- Material supplied -
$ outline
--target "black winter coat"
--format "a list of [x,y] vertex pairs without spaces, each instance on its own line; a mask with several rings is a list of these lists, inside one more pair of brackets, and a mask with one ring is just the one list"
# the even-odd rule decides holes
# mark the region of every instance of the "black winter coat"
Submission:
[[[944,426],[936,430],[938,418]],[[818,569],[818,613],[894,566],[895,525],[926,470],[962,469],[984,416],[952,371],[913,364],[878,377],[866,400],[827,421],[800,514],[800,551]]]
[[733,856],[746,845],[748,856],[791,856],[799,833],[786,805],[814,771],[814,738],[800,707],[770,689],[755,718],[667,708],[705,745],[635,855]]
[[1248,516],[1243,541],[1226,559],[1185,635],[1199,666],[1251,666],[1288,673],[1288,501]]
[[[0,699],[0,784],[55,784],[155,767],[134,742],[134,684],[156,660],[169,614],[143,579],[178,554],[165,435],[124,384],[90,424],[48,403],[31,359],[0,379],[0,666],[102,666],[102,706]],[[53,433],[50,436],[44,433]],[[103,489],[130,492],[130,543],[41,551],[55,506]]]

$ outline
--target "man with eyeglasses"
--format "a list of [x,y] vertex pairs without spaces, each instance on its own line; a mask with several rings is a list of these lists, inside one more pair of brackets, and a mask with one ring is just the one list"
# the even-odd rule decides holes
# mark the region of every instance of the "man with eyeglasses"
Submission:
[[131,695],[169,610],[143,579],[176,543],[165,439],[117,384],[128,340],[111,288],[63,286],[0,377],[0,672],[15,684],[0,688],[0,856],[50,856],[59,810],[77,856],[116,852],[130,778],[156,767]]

- Work required -
Format every line of the data above as a JSON list of strings, one string per line, omitting blank lines.

- Expected output -
[
  "$ outline",
  "--target \"black winter coat\"",
  "--format \"a list of [x,y] vertex pairs without spaces, each instance on its own line; a mask with several rings is a list of these lists, inside one more pair of brackets, and a mask with one ring is just the one list\"",
  "# the even-odd rule decides holes",
  "# mark the region of every instance of the \"black winter coat\"",
  "Submission:",
  "[[[944,426],[936,430],[938,418]],[[818,569],[818,613],[894,566],[895,525],[926,470],[962,469],[984,416],[952,371],[913,364],[878,377],[866,400],[827,421],[800,514],[800,551]]]",
  "[[733,856],[746,845],[748,856],[791,856],[799,833],[786,805],[814,771],[814,738],[800,707],[770,689],[755,718],[667,708],[705,745],[635,855]]",
  "[[1248,516],[1243,541],[1226,559],[1185,635],[1199,666],[1251,666],[1288,673],[1288,501]]",
  "[[[0,699],[0,784],[55,784],[155,767],[134,742],[134,684],[156,660],[169,614],[143,579],[178,554],[165,435],[124,384],[90,424],[48,403],[31,359],[0,379],[0,666],[102,666],[102,706]],[[53,433],[50,436],[44,433]],[[103,489],[130,492],[130,543],[41,551],[55,506]]]",
  "$ outline",
  "--target \"man with eyeglasses\"",
  "--format \"a list of [x,y] vertex pairs without spaces, each instance on its own line; a mask with several rings is a list of these lists, inside one more pair of brackets, and a mask with one ring is just the one list\"",
  "# the even-odd rule decides holes",
  "# mark the region of every instance of the \"man with eyeglasses\"",
  "Submission:",
  "[[131,695],[169,610],[143,579],[176,543],[165,439],[117,384],[128,340],[111,288],[63,286],[0,377],[0,672],[15,684],[0,688],[0,856],[50,856],[59,810],[77,856],[116,852],[130,778],[156,767]]"
]